### INSTRUCTION
Set down the lines below word for word, leaving out the pictures.

### STORED ROWS
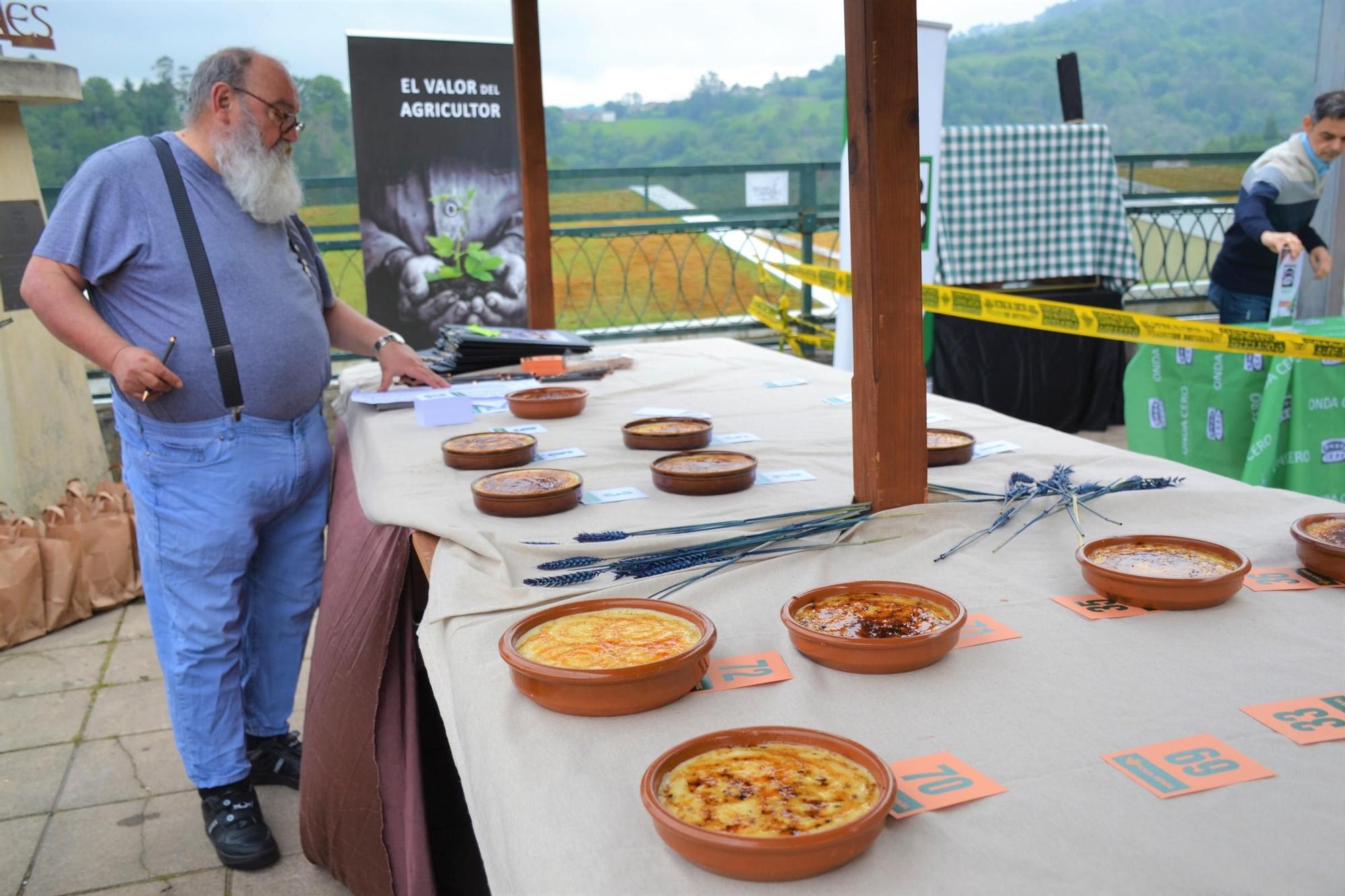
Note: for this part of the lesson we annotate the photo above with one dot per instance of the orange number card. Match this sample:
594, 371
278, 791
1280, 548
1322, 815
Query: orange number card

### THE COMPLETED TASK
Note: for this part of the lesson we annotate the photo above with one dot per instance of the orange number card. Match this sample:
594, 371
278, 791
1280, 548
1322, 815
Query: orange number card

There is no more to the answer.